→ Zitierter Text:
· · · · · · ·

Eine brutale, traurige und selbstquälerische Prozession beginnt. Der eifernde
Priester hält einen menschenverachtenden Vortrag über die Schlechtigkeit
seiner Gemeinde und identifiziert auch gleich eine junge Frau, die wohl nicht
zufällig wie Jeanne d’Arc aussieht, als Verursacherin des Übels. Sie
sei vom Leibhaftigen besessen und müsse verbrannt werden. Das ist Blocks
Chance. Da ihm schon Gott partout nicht erscheinen will, dann vielleicht sein
Hauptkonkurrent. Wo er den Leibhaftigen finden könne, fragt er die vermeintliche
Hexe auf dem Weg zum Scheiterhaufen. Den würde er doch in ihren Augen sehen,
flüstert sie. Immerhin sei sie ja besessen. Doch Antonius Block sieht nur
die Angst der jungen Frau vor dem qualvollen Tod, sonst nichts. Da ist kein
Satan – aber heißt das nicht, da ist auch kein Gott?
„Der
Tag ist rot, der Fisch ist tot“, rezitiert eine junge Frau ein Gedicht in der
Mitte des Films. Der Tag des jüngsten Gerichts ist gekommen, aber er wurde
von einem Gott angekündigt, der ihn selbst nicht mehr erlebt: Jesus ist
tot und an Wiederauferstehung ist nicht zu denken. Einmal wird die christliche
Dreifaltigkeit gar als ghost story bezeichnet. Tatsächlich erscheint während
des gesamten Films weder Gott, noch sein Gegenspieler. Allein der Tod tritt
regelmäßig auf. Und der ist ahnungslos. Kurz bevor Antonius endgültig
sterben soll, befragt dieser noch einmal den Tod nach seinem Geheimnis, doch
der hat keins: „Ich weiß nichts“, bekommt er als Antwort – und das ist
wahrscheinlich noch nicht mal gelogen. Der Tod ist keine Fabelfigur Bergmans,
er ist die einzige Konstante in seinem Universum, die einzige Gewissheit.

· · · · · · ·

→ Bereitgestellte Angaben:
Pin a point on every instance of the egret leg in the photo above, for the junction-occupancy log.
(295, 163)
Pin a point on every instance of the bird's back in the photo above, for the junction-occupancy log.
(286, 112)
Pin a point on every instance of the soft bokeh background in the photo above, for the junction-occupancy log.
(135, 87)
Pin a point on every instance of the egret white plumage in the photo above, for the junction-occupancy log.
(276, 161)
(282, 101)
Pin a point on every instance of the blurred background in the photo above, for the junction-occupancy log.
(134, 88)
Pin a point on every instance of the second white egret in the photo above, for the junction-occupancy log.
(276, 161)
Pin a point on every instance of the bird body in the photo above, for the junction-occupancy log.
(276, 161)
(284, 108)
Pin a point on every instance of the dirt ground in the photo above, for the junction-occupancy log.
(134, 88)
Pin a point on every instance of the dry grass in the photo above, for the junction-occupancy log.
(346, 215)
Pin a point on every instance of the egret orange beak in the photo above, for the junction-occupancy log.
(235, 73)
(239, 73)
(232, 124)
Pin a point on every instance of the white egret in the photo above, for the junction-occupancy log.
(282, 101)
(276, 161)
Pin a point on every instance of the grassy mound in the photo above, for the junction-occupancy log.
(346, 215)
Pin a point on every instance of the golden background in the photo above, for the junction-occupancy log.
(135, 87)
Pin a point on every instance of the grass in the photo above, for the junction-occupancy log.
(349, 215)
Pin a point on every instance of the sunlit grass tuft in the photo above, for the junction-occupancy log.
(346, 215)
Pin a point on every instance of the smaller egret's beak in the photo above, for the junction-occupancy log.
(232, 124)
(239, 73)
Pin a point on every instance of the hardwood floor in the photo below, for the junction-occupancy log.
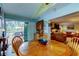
(54, 48)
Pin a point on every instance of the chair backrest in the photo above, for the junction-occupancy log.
(16, 42)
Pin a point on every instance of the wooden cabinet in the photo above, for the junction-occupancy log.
(40, 26)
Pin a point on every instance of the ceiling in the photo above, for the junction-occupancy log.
(31, 10)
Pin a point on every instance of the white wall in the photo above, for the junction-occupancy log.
(31, 30)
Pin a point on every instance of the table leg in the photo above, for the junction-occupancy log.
(0, 48)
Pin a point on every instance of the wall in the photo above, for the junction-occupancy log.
(29, 29)
(73, 7)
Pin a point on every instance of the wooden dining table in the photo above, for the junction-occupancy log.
(53, 48)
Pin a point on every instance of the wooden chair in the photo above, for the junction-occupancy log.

· · · · · · ·

→ Gegebene Aufgabe A: Welche Antwort bekommt Antonius laut dem zitierten Text vom Tod, als er ihn nach seinem Geheimnis befragt?
→ Gegebene Aufgabe B: Gib bitte den Teil des zitierten Textes wortgetreu wieder, der mit den Worten „Eine brutale, traurige“ anfängt und mit „auch kein Gott?“ aufhört.

→ Korrekte Ausgabe A: Der Tod antwortet: „Ich weiß nichts.“

→ Korrekte Ausgabe B:
Eine brutale, traurige und selbstquälerische Prozession beginnt. Der eifernde
Priester hält einen menschenverachtenden Vortrag über die Schlechtigkeit
seiner Gemeinde und identifiziert auch gleich eine junge Frau, die wohl nicht
zufällig wie Jeanne d’Arc aussieht, als Verursacherin des Übels. Sie
sei vom Leibhaftigen besessen und müsse verbrannt werden. Das ist Blocks
Chance. Da ihm schon Gott partout nicht erscheinen will, dann vielleicht sein
Hauptkonkurrent. Wo er den Leibhaftigen finden könne, fragt er die vermeintliche
Hexe auf dem Weg zum Scheiterhaufen. Den würde er doch in ihren Augen sehen,
flüstert sie. Immerhin sei sie ja besessen. Doch Antonius Block sieht nur
die Angst der jungen Frau vor dem qualvollen Tod, sonst nichts. Da ist kein
Satan – aber heißt das nicht, da ist auch kein Gott?